### Task goal
Transcribe the listing below word for word.

### Supplied material
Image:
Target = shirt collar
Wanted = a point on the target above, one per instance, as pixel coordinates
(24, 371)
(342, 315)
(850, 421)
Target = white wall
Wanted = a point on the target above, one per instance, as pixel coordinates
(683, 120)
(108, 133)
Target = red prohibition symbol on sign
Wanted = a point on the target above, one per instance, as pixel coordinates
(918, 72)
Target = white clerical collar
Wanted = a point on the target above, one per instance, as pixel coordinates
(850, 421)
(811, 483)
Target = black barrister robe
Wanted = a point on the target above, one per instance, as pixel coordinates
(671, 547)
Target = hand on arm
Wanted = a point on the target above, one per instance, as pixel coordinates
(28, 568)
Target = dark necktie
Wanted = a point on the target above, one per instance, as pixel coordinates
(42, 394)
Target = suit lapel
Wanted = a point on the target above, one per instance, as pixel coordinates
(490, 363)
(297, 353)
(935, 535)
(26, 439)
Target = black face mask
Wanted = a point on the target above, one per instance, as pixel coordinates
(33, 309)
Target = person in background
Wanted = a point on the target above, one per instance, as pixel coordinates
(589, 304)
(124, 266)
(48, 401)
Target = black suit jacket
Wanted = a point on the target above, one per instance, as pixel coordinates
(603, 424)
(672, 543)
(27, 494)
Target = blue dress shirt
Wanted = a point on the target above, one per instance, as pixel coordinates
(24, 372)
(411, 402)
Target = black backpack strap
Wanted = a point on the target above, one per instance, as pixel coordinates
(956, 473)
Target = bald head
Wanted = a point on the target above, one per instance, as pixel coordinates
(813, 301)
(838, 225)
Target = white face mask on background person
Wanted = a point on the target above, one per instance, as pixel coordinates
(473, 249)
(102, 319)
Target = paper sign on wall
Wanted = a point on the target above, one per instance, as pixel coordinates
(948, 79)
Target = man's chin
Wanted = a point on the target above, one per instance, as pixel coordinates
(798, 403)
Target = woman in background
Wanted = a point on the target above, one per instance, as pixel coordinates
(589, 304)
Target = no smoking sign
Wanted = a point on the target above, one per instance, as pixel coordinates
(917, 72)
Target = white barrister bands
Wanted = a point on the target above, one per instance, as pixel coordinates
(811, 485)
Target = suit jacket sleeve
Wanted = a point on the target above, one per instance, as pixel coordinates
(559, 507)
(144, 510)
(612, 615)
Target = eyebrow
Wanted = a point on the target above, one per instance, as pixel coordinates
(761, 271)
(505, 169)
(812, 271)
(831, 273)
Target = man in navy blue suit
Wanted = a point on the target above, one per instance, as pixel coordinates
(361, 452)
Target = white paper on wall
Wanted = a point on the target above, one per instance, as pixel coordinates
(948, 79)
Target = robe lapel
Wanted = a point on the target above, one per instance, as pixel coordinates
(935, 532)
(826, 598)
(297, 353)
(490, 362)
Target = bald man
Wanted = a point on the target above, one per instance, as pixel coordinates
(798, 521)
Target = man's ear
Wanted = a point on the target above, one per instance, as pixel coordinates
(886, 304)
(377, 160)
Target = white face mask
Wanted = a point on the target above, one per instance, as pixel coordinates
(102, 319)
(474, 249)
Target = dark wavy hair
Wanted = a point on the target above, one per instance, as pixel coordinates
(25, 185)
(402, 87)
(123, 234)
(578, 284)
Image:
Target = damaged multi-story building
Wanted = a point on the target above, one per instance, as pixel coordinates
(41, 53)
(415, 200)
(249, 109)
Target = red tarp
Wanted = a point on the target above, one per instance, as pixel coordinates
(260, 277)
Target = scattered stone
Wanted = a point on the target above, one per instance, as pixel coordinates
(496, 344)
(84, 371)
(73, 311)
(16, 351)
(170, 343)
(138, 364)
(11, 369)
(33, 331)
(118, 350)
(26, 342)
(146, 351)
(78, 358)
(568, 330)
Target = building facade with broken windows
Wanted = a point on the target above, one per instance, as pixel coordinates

### Finished exercise
Image:
Target = shirt collar
Wanted = a point on the target above, one per instance, as pixel coordinates
(24, 371)
(342, 315)
(850, 421)
Target = white wall
Wanted = a point on the target above, one per instance, as pixel coordinates
(683, 120)
(108, 133)
Target = red prohibition symbol on sign
Wanted = a point on the target above, one per instance, as pixel coordinates
(918, 72)
Target = white clerical collar
Wanted = a point on the target above, one per instance, as pixel coordinates
(850, 421)
(811, 483)
Target = black barrister robe
Wanted = a point on the target above, one per instance, as pixel coordinates
(671, 547)
Target = hand on arm
Wanted = a point on the target above, one per instance, as pixel coordinates
(28, 568)
Target = dark necktie
Wanted = a point on the target above, one per instance, as pixel coordinates
(42, 394)
Target = suit lapel
Wanted = a point on the target above, one per instance, as pixel coordinates
(490, 363)
(297, 353)
(935, 535)
(26, 439)
Target = black face mask
Wanted = a point on the target above, one per instance, as pixel coordinates
(33, 309)
Target = person in background
Wanted = a point on the target above, one per instance, as pixel coordinates
(589, 304)
(124, 266)
(48, 401)
Target = black suit jacket
Wanted = a point on the target above, one per instance, as pixel coordinates
(603, 424)
(672, 543)
(27, 494)
Target = blue dress shirt
Wanted = a point on the target above, one per instance, as pixel coordinates
(24, 372)
(411, 402)
Target = black backpack strap
Wanted = a point on the target above, one per instance, as pixel coordinates
(956, 473)
Target = bald head
Wanted = a point on the target above, one per instance, as pixel coordinates
(813, 301)
(838, 225)
Target = white face mask on background person
Wanted = a point on the target above, one per instance, as pixel coordinates
(473, 249)
(102, 319)
Target = paper sign on wall
Wanted = a point on the target above, one per instance, as pixel coordinates
(948, 79)
Target = man's chin
Wanted = a point on the target above, one per instance, as pixel coordinates
(798, 403)
Target = woman in background
Wanted = a point on the target above, one per instance, as pixel coordinates
(589, 304)
Target = no smoking sign
Wanted = a point on the target above, one per instance, as pixel coordinates
(917, 72)
Target = white barrister bands
Wanted = a point on the target above, one per instance, as pixel coordinates
(811, 485)
Target = suit jacket sleeve
Wanted = a point on the target above, one per instance, as pixel coordinates
(559, 507)
(144, 510)
(612, 615)
Target = eyebrow
Wanted = a point on the target above, one per instance, as pixel coordinates
(761, 271)
(505, 169)
(812, 271)
(831, 273)
Target = man in navy blue suit
Wanted = a point on the target above, one per instance, as pixel coordinates
(361, 452)
Target = white paper on wall
Wanted = a point on the target above, one per instance, as pixel coordinates
(948, 79)
Target = robe lapel
Wanted = a point on the target above, one per instance, as pixel coordinates
(935, 532)
(826, 598)
(297, 353)
(490, 362)
Target = bald man
Wanted = a point on the target above, one per instance, as pixel coordinates
(798, 521)
Target = man's ear
Wanted = a point on the target above, one per instance, as pixel coordinates
(886, 304)
(377, 160)
Target = white face mask
Wanted = a point on the target above, one per instance, as pixel coordinates
(102, 319)
(474, 249)
Target = dark wavy hair
Wanted = a point on the target above, one per instance, as pixel coordinates
(25, 185)
(402, 87)
(123, 234)
(578, 284)
Image:
Target = damaged multi-story building
Wanted = a point on the target above, one per instance, as pixel coordinates
(41, 53)
(415, 200)
(249, 109)
Target = red tarp
Wanted = a point on the target above, one per instance, as pixel coordinates
(260, 277)
Target = scattered stone
Wanted = a point on the target above, one per instance, as pixel coordinates
(496, 344)
(84, 371)
(73, 311)
(16, 351)
(170, 343)
(138, 364)
(11, 369)
(33, 331)
(118, 350)
(26, 342)
(146, 351)
(78, 358)
(568, 330)
Target = building facade with broken windows
Wanted = a point on the target above, one per instance, as pixel coordinates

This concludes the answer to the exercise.